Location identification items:
■ ■ ■ ■ ■ ■ ■
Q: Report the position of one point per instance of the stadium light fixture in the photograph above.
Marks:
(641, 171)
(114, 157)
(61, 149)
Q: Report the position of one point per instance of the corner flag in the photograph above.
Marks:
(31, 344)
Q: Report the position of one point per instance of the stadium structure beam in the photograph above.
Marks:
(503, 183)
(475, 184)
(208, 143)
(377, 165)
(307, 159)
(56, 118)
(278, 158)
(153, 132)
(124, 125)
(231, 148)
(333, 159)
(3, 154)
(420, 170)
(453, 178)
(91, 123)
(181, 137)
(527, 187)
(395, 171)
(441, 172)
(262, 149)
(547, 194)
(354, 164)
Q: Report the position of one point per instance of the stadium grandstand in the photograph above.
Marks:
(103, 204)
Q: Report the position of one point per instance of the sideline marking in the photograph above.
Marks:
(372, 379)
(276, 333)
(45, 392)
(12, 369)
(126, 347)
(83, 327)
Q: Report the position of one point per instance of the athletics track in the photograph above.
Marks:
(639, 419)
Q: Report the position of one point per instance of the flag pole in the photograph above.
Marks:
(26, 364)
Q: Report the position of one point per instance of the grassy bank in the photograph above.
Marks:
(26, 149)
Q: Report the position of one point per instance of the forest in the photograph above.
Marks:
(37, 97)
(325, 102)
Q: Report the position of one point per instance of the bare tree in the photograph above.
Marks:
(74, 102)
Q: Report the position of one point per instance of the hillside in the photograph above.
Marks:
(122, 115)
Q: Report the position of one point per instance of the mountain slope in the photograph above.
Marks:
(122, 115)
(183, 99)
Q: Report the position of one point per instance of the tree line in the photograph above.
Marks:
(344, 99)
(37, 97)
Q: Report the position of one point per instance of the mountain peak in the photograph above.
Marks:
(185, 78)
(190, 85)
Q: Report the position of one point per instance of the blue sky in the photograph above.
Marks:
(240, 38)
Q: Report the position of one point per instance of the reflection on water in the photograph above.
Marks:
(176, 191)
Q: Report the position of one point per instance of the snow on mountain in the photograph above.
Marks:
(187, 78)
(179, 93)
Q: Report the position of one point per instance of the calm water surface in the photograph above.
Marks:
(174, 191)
■ ■ ■ ■ ■ ■ ■
- Problem requirements -
Set down nothing but the lines from the one with "pole in the photograph above." through the end of the records, keeping each line exactly as written and including both ends.

- Full output -
Q: Report the position of one point per instance of the flag pole in the photograph above.
Marks:
(26, 364)
Q: Report the position of one point per instance of the grassy bank in the photograph above.
Marks:
(26, 149)
Q: Report the position of one point per instance of the forest in the photograph above.
Marks:
(37, 97)
(325, 102)
Q: Report the position of one point per instance of the bare tree in the photograph above.
Marks:
(74, 102)
Q: Report the position of one point per instance of the hillside in the photograph above.
Marks:
(122, 115)
Q: Report the position of one point per instance of the mountain slope in the photograph above.
Marks:
(122, 115)
(183, 99)
Q: Report the position of one point per instance of the tree line in the photograph above.
Marks:
(344, 99)
(37, 97)
Q: Report the position of one point per instance of the mountain peak in the photograph above.
Marks:
(185, 78)
(190, 85)
Q: Report the position of one point per instance of the blue sky in the photograph above.
Marks:
(240, 38)
Q: Report the position of one point per instance of the reflection on water in the photograph above.
Marks:
(176, 191)
Q: Report the position of one point per instance of the snow on mountain in the photograph above.
Marks:
(187, 78)
(179, 93)
Q: Report the position of one point per instance of the calm water surface in the photograph above.
Marks:
(174, 191)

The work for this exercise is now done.